> [課題の要件]
以下のリストで、「Practice step: locate the doorway」を含む行から「x=443, y=255」を含む行までのすべてを、両端の行も含めて一字も変えずに書き写すこと。

(位置ラベル付けのリスト)
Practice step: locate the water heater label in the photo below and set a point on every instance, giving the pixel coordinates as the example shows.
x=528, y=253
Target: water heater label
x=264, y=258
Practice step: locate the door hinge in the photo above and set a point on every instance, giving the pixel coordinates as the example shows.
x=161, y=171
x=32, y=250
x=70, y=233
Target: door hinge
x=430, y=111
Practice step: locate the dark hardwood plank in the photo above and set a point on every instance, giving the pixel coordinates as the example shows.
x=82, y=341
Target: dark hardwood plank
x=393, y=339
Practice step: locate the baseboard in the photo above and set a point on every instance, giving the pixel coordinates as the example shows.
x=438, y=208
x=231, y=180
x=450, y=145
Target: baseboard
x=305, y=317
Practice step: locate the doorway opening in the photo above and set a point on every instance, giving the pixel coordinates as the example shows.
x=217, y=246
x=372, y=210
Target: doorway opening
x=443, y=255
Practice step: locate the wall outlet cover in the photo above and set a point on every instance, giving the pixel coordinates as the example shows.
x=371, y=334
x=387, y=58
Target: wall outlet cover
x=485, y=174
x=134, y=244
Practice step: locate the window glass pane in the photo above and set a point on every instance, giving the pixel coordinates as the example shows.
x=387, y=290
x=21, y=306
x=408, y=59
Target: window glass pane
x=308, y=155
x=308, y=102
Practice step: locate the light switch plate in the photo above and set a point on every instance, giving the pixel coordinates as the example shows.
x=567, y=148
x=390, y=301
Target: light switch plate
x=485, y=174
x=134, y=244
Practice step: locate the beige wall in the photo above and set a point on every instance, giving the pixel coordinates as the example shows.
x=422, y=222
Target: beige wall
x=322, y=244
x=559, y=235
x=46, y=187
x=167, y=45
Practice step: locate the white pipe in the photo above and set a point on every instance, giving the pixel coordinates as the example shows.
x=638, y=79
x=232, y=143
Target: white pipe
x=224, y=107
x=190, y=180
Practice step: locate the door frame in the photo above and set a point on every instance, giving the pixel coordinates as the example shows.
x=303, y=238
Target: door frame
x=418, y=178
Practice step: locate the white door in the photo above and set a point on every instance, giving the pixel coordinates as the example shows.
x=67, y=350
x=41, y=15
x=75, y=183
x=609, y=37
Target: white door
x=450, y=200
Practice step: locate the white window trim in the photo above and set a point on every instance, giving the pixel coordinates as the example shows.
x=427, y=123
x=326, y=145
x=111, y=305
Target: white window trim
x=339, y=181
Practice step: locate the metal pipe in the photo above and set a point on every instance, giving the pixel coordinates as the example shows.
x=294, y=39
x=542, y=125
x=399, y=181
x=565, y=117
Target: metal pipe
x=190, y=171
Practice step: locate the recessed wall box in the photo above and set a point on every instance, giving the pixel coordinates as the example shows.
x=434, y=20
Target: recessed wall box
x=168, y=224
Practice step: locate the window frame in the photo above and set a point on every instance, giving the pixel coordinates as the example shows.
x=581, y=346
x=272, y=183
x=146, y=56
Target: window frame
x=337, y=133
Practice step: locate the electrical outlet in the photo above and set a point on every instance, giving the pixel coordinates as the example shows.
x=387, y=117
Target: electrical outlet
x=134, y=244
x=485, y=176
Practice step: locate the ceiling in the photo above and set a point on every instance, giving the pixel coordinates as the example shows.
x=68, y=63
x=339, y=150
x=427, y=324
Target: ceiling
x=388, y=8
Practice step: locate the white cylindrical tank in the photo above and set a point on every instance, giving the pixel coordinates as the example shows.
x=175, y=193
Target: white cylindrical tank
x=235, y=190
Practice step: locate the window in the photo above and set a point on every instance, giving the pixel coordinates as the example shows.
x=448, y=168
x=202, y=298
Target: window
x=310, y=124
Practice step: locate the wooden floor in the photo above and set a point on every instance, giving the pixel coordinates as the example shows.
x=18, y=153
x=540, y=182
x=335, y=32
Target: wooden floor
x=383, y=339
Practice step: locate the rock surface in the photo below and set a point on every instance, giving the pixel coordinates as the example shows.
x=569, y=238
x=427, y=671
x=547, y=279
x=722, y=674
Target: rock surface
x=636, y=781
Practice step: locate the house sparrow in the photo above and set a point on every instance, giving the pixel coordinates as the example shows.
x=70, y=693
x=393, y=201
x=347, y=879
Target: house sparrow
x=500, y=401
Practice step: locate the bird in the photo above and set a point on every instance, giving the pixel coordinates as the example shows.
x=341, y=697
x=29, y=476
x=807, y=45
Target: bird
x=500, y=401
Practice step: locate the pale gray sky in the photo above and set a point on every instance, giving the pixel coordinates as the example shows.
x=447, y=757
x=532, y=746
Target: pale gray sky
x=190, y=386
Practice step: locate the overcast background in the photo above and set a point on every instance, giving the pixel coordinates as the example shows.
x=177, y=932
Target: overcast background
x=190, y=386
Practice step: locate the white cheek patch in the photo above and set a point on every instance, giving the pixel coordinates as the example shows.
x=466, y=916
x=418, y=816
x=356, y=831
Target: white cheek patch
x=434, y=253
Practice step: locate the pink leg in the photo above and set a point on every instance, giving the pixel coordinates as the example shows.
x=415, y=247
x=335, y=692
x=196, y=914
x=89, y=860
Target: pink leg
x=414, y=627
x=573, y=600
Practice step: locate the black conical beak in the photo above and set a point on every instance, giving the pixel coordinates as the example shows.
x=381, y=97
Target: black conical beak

> [正しい出力]
Practice step: locate the doorway opening in the photo above and set a point on every instance, giving the pixel coordinates as the example shows.
x=217, y=246
x=372, y=210
Target: doorway opening
x=443, y=255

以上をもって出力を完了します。